→ **WHAT THE EXERCISE ASKS**:
Reproduce only the lines from the line containing "Please tag the stone" through the line containing "column 516, row 397", with "stone wall" changed to "brick wall" and nothing else altered.

→ **INFORMATION SUPPLIED**:

+++

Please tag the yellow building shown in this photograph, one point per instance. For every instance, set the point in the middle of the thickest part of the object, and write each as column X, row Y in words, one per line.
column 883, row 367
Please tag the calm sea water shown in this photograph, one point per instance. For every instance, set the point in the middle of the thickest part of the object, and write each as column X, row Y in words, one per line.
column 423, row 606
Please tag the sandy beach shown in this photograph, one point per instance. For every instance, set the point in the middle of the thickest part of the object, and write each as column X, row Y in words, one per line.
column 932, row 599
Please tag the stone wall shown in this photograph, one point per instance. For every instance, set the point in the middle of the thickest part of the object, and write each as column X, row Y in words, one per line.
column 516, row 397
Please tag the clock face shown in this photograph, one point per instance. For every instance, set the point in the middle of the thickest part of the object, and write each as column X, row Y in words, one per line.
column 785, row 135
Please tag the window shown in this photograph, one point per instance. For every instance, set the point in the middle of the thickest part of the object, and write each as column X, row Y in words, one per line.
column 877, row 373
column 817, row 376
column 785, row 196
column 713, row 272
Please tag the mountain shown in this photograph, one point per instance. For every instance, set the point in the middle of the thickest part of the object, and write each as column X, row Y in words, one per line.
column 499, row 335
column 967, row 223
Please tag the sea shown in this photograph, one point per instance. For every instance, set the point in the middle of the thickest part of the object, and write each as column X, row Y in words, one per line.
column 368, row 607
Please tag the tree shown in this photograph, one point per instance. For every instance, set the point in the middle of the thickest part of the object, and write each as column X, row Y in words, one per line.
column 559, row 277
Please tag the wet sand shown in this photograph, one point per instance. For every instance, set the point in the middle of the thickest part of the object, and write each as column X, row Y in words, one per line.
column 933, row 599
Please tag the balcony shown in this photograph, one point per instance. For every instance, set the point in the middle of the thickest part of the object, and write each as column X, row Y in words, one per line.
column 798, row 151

+++

→ **WRITTEN RESPONSE**:
Please tag the brick wall shown in this photograph, one point per instance. For every instance, set the point in the middle of the thickest part of the object, and write each as column X, row Y in words, one per line.
column 516, row 397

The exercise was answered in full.